◆ Your instructions:
Convert the part of the material that opens with the line containing "Indicate each instance of the forearm" and closes with the line containing "[(835, 225)]" into a numbered list, omitting blank lines. Leave the pictures out of the list.

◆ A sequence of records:
──────────────────────────────
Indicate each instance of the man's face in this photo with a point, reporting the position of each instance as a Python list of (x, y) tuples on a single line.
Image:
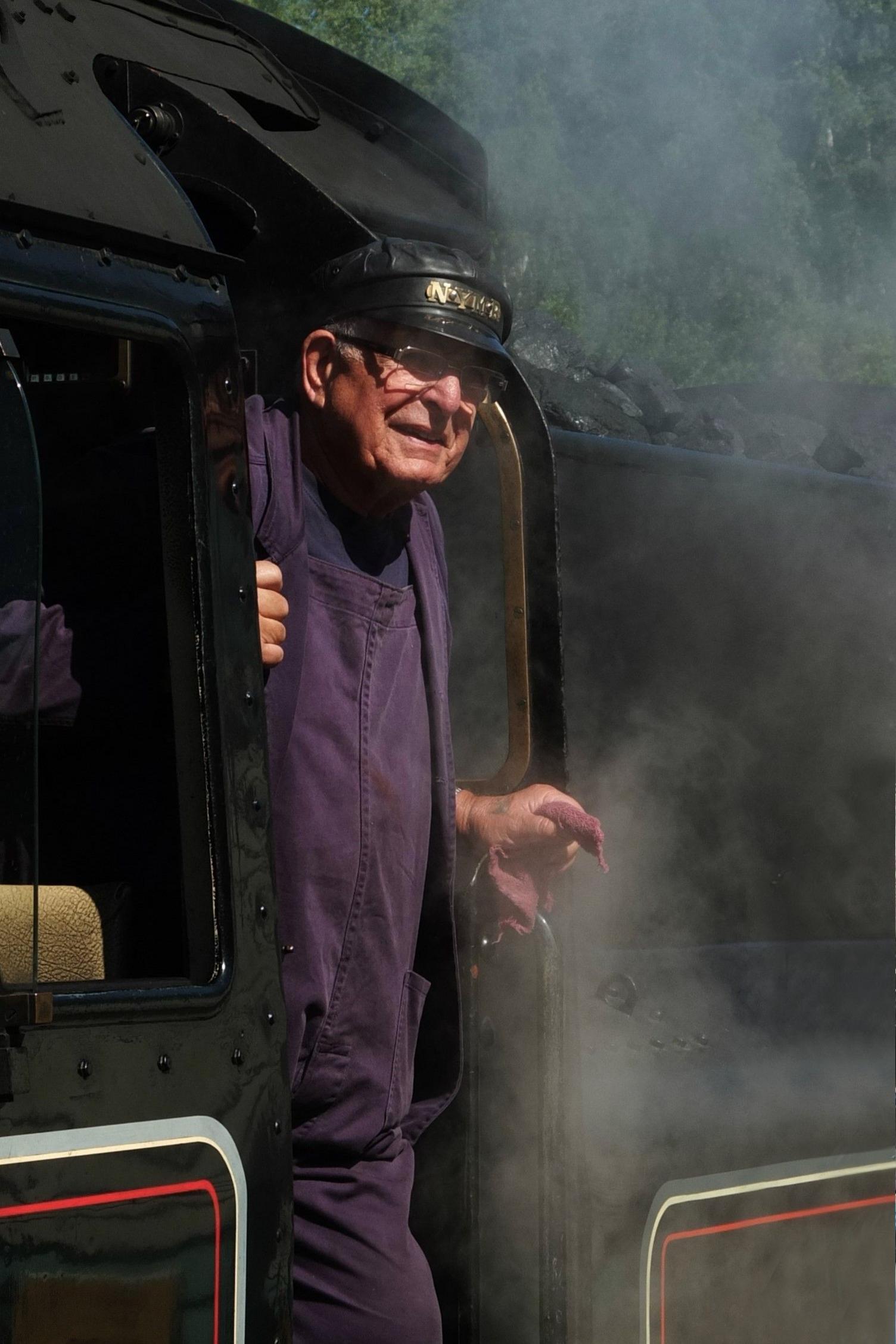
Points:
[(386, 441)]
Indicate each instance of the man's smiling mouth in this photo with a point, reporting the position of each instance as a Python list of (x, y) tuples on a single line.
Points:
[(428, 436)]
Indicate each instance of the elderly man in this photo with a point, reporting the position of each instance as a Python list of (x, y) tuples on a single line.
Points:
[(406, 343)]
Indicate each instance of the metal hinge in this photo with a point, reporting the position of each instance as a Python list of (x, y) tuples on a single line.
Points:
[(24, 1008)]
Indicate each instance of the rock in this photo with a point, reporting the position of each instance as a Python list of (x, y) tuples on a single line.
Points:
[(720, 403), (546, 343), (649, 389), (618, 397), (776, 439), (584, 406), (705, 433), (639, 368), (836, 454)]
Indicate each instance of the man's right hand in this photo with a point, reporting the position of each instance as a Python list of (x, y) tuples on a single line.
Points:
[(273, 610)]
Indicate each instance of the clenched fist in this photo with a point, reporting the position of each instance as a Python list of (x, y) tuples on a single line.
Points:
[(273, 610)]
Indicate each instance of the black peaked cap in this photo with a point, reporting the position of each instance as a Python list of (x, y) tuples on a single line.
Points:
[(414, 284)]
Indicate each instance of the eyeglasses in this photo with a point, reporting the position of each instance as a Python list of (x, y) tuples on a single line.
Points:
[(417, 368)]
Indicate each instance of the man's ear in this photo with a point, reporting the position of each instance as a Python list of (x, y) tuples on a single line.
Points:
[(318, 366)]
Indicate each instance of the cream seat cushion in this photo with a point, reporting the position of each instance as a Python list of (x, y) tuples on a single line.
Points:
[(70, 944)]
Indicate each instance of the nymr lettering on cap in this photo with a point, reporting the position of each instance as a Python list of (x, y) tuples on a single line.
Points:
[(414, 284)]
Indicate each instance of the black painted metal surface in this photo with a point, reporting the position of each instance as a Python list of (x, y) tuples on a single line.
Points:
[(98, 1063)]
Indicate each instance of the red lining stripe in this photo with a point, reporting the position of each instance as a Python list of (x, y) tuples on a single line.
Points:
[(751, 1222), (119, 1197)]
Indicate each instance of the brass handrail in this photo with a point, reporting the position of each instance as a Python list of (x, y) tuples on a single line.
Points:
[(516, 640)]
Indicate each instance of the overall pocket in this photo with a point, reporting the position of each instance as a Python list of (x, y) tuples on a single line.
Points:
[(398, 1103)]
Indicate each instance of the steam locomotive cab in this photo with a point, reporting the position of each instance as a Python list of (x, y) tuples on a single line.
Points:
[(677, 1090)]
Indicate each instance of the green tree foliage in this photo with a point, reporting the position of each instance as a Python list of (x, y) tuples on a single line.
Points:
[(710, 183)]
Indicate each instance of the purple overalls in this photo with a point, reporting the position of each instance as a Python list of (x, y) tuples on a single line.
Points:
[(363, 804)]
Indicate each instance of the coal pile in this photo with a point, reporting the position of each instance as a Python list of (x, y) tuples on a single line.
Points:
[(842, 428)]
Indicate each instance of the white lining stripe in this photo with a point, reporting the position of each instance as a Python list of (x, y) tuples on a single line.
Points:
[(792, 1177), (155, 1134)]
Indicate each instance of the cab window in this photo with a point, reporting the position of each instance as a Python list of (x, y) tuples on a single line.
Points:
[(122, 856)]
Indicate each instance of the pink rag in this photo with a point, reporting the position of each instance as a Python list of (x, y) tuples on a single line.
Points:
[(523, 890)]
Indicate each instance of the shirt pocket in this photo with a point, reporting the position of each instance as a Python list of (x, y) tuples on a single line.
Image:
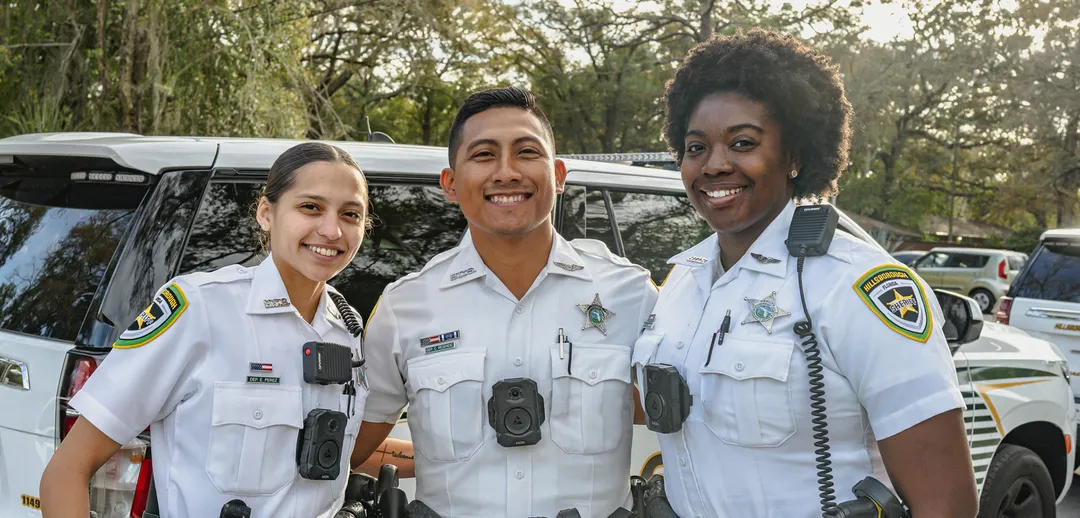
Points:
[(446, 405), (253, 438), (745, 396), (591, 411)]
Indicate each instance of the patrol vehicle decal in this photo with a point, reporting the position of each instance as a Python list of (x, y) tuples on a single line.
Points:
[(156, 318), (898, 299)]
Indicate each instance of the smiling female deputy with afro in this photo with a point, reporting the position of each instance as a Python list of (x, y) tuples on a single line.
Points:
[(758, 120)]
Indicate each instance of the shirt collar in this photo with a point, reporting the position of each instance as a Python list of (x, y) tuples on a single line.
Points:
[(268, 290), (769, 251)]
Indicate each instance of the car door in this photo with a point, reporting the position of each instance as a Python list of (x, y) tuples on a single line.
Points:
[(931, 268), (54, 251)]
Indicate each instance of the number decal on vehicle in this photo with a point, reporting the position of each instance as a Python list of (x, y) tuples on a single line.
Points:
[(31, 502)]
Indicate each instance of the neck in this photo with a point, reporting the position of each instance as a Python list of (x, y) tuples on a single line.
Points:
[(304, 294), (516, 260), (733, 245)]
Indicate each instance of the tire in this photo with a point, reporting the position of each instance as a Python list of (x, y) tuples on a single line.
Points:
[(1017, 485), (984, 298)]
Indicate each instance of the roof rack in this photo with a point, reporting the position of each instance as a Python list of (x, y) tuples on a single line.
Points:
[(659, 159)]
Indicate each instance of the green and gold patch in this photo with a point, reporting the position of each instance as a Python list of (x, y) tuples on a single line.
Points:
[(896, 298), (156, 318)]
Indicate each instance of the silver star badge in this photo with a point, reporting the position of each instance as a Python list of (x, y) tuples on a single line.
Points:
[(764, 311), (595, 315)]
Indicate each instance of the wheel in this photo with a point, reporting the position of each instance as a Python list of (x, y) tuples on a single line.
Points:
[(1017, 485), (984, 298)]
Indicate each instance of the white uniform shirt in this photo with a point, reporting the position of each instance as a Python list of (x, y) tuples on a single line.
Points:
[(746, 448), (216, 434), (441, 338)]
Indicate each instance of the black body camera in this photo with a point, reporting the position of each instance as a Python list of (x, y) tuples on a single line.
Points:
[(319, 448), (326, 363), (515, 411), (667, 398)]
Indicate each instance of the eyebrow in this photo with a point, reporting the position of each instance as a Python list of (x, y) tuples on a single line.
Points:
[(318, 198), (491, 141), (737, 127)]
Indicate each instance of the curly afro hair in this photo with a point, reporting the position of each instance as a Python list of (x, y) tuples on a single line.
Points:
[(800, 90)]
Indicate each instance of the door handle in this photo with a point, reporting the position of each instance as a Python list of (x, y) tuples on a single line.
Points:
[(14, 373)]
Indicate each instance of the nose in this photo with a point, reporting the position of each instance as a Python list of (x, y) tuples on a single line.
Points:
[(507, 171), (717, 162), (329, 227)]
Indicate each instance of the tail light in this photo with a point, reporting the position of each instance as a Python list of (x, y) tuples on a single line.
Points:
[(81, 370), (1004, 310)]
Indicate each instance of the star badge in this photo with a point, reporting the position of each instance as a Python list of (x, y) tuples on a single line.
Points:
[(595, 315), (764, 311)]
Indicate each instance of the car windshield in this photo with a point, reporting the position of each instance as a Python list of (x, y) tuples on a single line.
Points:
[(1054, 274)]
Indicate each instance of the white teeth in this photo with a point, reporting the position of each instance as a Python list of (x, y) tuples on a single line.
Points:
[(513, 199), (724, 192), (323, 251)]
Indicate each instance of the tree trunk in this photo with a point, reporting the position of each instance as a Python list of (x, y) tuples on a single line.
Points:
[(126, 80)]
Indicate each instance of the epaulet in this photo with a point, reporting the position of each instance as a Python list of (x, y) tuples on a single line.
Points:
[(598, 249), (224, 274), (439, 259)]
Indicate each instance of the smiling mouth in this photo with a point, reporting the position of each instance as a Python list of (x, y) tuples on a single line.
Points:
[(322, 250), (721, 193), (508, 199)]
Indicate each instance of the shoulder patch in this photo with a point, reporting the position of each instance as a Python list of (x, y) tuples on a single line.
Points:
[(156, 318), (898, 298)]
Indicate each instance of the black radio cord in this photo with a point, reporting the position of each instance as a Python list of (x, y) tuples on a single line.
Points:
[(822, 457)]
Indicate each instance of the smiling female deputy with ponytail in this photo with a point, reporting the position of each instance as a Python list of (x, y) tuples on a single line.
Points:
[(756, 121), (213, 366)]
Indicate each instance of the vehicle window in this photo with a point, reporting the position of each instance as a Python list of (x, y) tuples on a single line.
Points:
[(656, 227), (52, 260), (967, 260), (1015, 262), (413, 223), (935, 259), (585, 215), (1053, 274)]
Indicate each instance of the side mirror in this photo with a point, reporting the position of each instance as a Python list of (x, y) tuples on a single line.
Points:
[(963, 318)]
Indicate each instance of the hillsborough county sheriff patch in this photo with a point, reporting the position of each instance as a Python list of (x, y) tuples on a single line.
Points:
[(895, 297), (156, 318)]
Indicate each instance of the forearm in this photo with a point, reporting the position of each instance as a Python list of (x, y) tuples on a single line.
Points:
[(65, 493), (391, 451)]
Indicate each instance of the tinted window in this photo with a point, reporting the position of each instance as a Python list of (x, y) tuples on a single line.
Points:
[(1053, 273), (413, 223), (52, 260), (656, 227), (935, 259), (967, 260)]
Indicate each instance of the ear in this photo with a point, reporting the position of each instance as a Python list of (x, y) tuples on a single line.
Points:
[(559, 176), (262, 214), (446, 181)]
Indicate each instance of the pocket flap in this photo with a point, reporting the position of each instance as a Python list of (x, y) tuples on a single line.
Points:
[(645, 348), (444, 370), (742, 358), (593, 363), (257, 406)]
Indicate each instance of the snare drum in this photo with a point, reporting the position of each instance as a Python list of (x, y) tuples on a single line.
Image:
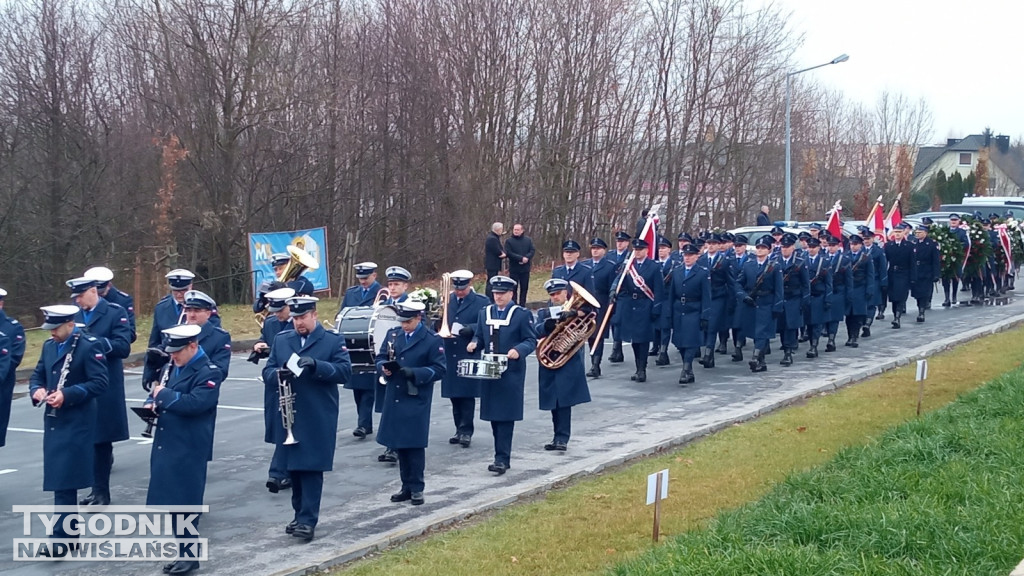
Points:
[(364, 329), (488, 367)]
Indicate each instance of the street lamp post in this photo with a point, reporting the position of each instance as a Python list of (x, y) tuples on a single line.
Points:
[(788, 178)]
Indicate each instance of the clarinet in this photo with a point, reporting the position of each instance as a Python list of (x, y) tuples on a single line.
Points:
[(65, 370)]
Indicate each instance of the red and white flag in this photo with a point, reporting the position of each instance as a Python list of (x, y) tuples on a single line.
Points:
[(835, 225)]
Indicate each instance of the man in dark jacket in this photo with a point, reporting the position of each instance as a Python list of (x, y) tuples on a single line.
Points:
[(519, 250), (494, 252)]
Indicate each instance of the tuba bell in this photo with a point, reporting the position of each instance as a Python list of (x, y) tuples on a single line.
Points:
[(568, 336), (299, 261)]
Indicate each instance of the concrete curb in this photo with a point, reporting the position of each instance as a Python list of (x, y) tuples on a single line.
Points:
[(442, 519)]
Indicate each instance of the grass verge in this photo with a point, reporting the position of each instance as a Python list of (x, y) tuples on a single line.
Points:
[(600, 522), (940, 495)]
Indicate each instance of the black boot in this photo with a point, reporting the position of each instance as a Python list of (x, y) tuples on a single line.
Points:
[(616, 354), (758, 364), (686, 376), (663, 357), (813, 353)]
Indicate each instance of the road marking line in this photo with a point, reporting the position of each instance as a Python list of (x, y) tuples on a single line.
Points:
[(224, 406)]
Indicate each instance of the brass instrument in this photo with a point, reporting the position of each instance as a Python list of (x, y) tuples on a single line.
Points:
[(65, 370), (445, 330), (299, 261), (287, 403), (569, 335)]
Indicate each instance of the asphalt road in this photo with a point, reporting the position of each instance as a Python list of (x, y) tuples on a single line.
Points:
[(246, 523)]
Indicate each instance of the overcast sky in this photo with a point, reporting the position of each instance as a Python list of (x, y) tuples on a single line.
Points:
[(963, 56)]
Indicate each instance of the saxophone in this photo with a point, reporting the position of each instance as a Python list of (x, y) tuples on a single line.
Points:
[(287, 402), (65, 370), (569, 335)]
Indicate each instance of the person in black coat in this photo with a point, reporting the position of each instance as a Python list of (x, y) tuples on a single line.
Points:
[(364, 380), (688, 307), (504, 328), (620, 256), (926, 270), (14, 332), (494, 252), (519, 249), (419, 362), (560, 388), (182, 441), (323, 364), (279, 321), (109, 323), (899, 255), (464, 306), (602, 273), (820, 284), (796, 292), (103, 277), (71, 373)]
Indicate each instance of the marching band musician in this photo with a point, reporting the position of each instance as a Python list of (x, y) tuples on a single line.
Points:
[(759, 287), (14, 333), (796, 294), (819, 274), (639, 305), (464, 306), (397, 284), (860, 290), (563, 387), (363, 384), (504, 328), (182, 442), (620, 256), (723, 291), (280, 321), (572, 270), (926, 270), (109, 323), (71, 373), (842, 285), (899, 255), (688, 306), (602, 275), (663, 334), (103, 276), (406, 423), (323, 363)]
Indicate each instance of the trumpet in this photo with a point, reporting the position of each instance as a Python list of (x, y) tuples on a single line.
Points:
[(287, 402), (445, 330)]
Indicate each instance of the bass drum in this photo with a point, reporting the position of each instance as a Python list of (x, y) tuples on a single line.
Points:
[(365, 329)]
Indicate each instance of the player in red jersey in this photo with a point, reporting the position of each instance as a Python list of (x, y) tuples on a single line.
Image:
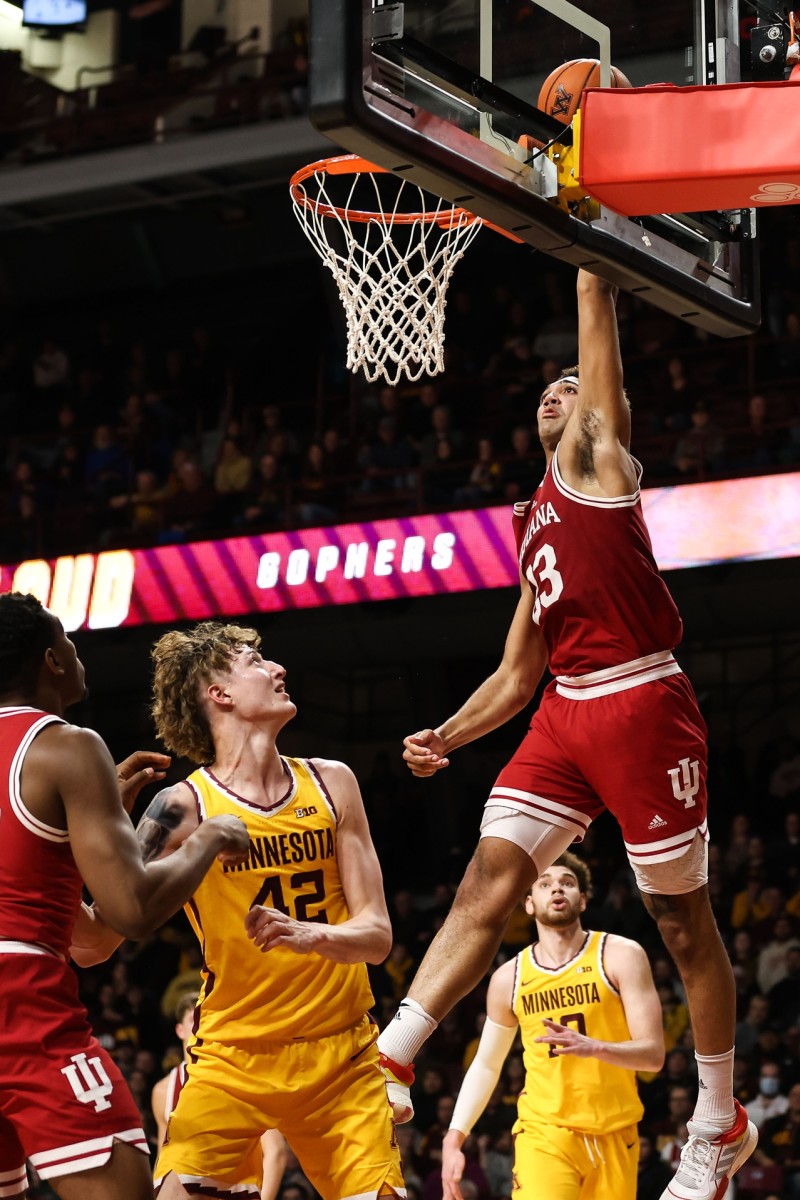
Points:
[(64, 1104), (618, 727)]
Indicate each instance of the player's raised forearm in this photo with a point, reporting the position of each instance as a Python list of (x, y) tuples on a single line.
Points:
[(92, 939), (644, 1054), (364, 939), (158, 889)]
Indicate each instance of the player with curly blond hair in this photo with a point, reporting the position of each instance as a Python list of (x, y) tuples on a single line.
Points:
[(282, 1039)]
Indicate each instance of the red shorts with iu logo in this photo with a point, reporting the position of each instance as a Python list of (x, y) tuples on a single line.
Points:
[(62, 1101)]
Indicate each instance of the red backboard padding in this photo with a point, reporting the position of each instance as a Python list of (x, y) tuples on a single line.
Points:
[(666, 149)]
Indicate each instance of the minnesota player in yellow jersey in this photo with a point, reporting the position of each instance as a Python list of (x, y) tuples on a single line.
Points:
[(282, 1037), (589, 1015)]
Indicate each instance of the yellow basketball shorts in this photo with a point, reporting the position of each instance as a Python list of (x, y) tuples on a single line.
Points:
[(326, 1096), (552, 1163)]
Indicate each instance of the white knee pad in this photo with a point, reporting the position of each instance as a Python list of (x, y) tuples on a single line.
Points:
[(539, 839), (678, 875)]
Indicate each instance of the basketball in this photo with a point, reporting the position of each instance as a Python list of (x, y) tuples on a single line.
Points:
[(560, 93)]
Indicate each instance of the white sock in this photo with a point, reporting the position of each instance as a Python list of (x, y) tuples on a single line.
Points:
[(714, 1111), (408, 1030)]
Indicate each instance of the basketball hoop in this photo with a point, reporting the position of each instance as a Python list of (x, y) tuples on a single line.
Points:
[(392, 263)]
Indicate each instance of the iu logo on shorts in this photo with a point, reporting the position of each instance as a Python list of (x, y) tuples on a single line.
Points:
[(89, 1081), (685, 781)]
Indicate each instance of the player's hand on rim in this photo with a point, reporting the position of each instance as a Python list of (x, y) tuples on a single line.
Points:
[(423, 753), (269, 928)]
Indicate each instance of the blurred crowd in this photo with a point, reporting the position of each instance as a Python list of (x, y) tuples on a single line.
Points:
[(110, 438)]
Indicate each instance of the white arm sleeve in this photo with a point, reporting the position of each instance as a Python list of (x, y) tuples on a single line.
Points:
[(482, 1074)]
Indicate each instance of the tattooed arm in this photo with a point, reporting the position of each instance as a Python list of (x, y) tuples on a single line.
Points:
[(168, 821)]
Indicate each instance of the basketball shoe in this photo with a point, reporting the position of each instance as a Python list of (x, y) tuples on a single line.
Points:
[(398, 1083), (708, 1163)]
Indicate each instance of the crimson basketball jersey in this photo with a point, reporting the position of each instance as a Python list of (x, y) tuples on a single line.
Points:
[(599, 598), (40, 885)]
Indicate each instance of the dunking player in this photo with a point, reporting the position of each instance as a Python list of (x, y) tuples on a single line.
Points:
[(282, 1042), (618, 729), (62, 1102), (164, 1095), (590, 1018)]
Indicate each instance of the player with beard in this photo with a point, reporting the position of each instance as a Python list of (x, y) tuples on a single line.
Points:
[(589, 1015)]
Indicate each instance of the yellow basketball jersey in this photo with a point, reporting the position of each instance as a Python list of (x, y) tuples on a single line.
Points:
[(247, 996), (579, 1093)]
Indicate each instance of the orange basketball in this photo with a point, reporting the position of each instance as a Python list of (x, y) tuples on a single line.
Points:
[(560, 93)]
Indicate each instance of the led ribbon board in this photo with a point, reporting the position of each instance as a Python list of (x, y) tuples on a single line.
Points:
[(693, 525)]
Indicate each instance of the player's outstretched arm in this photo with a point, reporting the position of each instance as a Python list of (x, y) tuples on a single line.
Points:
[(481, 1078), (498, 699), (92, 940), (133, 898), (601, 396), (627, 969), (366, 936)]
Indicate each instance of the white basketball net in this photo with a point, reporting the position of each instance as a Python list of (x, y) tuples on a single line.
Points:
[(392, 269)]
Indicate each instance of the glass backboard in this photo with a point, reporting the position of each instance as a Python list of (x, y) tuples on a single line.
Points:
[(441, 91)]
──────────────────────────────
◆ Result:
1. Indicate each instance of the forearm in this photo with a point, reporting the position of each instance as a Python list of (x, y) tuples on a single line.
2. Points:
3. [(65, 493), (391, 451)]
4. Indicate each instance of the tinted window in this photo with a point, reporting the position of each instance as a Python list of (x, y) tuples on a single line.
5. Points:
6. [(1053, 273), (413, 223), (52, 260), (656, 227), (935, 259), (967, 260)]
7. Indicate each instance of the ear in this photo with a point, reporting the position of each instance as a Python list of (x, y) tuples on a single line.
8. Points:
9. [(559, 176), (262, 214), (446, 181)]
10. Indicate each instance of the pocket flap in this photo with a point, reporting the position of each instance as a Python list of (x, y) tuples on a single line.
11. Points:
12. [(645, 348), (444, 370), (742, 358), (593, 363), (257, 406)]
13. Indicate each instance of the snare drum in this photo with a point, reporting the position of each instance as a Python list of (x, y) tuples on a single line.
14. Image:
15. Points:
16. [(364, 329), (488, 367)]
17. Indicate each instance of the street lamp post in this photo with a point, reporting the position of each instance as a Python list of (x, y) tuples on a single line.
18. Points:
19. [(788, 178)]
20. Indicate each instance of the clarinet in this photo with a point, reporting the position of each instance as a Python list of (x, y) tuples on a single line.
21. Points:
22. [(65, 370)]
23. Indicate each instance of the red and white flag in this photo with a point, reporting the position of each instance as a Python list of (x, y) tuples on a single line.
24. Points:
25. [(835, 225)]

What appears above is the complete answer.